▸ **REQUIREMENTS**:
Count the lines in the material below that contain the string "shutter". Give only the number.

>>>

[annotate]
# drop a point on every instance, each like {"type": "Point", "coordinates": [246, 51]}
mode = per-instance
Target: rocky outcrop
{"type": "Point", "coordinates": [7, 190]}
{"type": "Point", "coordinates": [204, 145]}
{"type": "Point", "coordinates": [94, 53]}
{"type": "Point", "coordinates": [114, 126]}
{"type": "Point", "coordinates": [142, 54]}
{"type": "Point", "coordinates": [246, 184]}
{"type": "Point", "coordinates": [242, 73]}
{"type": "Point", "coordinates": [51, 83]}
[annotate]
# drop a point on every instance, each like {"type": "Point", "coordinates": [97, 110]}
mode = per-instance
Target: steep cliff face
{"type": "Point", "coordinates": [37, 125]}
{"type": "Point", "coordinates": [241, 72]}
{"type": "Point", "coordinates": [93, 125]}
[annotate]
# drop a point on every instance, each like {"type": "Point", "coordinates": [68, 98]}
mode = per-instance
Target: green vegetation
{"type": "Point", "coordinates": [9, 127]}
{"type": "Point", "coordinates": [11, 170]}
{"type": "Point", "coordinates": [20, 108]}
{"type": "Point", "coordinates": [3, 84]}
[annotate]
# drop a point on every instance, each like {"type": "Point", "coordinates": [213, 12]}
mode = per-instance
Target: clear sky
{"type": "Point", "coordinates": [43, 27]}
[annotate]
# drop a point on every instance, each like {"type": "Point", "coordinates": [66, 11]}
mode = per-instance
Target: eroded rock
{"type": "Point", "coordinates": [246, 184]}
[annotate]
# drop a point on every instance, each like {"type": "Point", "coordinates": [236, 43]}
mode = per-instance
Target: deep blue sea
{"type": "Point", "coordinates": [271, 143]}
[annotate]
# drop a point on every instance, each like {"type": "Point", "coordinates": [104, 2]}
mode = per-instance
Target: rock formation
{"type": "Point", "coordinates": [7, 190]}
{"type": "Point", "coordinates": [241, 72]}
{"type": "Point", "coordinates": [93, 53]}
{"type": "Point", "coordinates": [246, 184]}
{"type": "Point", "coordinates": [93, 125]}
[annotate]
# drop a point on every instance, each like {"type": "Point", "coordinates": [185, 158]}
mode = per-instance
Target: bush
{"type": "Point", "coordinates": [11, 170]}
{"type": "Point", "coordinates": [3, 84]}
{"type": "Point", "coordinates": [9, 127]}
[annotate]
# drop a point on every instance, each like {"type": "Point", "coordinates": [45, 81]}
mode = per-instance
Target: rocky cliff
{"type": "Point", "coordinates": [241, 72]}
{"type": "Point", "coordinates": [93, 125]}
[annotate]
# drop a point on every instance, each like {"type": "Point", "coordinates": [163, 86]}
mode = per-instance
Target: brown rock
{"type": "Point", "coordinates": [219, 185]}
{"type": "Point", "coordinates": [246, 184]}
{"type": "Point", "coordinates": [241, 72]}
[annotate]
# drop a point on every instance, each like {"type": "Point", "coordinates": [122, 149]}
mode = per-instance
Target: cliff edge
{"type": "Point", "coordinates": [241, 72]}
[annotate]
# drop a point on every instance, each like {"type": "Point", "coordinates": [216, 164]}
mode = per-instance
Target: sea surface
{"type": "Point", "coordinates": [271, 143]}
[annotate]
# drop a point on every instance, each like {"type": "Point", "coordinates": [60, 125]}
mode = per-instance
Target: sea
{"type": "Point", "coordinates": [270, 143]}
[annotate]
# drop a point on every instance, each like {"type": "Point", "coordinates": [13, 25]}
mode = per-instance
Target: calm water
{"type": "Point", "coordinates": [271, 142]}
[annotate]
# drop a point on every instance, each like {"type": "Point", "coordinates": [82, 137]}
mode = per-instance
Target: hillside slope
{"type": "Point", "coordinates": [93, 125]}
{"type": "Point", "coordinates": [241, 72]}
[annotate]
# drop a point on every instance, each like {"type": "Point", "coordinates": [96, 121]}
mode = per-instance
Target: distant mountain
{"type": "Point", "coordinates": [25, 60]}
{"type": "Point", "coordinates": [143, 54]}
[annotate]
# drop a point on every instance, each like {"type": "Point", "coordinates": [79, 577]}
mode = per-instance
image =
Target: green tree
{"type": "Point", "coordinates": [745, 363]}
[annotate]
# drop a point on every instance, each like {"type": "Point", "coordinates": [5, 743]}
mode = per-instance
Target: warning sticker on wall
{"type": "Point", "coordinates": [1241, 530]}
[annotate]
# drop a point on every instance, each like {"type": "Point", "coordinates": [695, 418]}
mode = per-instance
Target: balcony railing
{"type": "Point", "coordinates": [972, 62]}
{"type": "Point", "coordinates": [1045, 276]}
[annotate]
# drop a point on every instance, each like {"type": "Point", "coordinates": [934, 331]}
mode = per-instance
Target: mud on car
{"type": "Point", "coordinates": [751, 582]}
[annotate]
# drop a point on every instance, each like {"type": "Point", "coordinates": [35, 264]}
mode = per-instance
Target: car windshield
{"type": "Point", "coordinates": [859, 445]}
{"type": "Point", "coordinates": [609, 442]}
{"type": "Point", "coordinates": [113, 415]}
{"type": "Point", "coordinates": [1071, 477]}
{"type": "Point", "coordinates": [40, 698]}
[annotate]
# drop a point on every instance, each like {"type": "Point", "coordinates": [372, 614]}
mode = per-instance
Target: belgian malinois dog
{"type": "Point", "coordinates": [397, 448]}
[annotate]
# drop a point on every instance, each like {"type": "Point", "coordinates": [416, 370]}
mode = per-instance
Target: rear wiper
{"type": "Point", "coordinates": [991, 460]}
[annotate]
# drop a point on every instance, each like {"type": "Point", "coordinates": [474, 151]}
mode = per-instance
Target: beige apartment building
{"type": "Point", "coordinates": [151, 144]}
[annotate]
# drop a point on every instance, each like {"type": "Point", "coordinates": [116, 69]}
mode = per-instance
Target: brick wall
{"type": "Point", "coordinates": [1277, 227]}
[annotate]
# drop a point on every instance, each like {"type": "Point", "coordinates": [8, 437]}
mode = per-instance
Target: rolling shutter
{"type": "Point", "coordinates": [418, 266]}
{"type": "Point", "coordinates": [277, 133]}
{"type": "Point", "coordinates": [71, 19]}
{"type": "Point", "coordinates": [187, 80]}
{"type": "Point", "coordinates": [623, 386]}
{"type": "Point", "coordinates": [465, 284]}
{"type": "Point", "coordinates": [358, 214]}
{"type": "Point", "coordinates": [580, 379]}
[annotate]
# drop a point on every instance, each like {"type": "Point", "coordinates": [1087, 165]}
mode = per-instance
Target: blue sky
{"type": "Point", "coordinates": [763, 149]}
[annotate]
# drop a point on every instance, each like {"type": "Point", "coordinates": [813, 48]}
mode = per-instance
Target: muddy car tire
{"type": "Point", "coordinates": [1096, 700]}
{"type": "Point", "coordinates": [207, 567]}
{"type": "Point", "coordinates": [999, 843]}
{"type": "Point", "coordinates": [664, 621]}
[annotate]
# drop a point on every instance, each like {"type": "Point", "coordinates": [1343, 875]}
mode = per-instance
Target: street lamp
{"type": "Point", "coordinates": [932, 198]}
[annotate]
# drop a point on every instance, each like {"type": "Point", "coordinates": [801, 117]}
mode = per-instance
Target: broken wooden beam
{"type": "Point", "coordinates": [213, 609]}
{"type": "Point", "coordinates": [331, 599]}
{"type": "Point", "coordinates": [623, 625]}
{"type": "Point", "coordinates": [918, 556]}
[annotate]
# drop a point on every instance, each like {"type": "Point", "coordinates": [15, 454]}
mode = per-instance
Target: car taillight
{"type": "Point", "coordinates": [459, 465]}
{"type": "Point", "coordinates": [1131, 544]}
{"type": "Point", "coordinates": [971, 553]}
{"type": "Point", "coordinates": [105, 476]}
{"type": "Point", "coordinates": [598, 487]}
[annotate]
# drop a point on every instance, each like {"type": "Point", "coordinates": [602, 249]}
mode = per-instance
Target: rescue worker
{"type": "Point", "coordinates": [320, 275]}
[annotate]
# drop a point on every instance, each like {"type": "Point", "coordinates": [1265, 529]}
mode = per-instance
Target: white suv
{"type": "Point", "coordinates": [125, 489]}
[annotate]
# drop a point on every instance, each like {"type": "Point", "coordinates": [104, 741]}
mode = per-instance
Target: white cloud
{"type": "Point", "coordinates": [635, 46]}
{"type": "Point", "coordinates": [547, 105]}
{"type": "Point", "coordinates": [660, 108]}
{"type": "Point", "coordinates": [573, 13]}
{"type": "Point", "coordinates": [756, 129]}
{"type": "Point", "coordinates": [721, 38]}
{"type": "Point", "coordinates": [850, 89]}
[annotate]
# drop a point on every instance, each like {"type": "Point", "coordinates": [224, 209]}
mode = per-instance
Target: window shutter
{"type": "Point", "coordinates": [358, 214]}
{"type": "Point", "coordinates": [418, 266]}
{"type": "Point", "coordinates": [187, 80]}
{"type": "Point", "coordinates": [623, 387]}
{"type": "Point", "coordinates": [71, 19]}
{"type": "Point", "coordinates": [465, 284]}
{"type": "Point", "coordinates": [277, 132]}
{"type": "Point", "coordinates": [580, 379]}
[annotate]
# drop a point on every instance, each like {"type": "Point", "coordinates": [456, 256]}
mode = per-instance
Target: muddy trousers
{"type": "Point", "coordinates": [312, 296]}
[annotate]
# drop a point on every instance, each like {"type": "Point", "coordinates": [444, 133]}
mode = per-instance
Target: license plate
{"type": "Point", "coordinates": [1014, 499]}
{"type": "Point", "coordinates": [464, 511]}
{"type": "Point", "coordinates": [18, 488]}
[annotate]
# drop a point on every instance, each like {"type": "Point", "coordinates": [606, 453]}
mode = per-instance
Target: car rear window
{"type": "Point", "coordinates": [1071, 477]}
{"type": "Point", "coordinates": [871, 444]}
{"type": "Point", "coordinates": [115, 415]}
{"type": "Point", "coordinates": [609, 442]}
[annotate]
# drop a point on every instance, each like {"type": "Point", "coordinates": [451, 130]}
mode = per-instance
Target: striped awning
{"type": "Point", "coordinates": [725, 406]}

<<<

▸ **ANSWER TO THIS TASK**:
2